— DATA RECORDS —
■ ■ ■ ■ ■ ■ ■
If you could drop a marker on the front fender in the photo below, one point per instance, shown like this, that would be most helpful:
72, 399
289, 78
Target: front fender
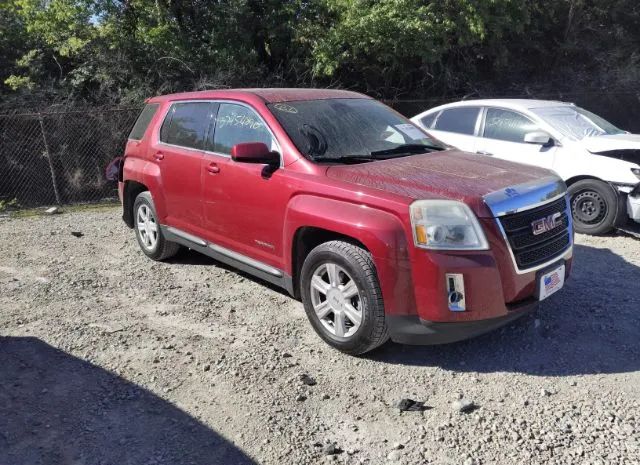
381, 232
■ ■ ■ ■ ■ ■ ■
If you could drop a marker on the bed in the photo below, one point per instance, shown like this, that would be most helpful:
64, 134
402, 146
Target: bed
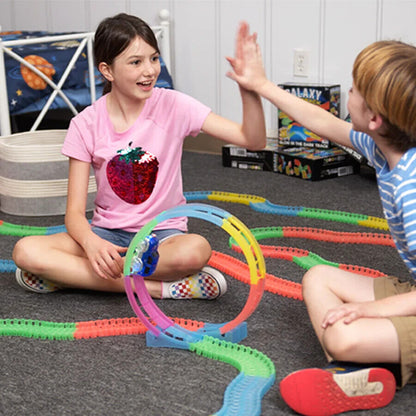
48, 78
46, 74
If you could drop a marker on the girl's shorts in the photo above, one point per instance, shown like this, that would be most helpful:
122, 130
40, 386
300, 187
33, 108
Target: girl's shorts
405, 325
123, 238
■ ■ ■ ■ ■ ■ ■
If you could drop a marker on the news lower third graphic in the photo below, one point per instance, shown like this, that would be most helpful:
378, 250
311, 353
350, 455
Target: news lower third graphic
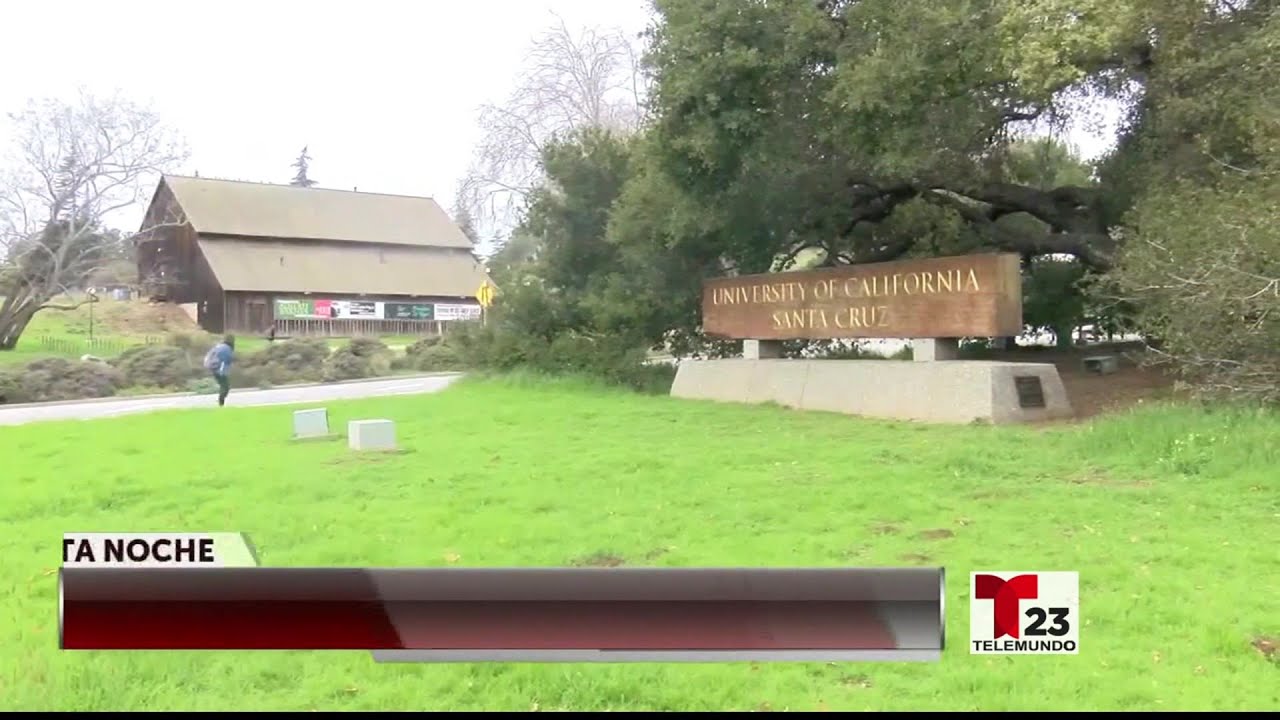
■ ■ ■ ■ ■ ■ ■
— ACTION ITEM —
How many lines in the entries above include the string "lower"? Give only the number.

— REPLY —
2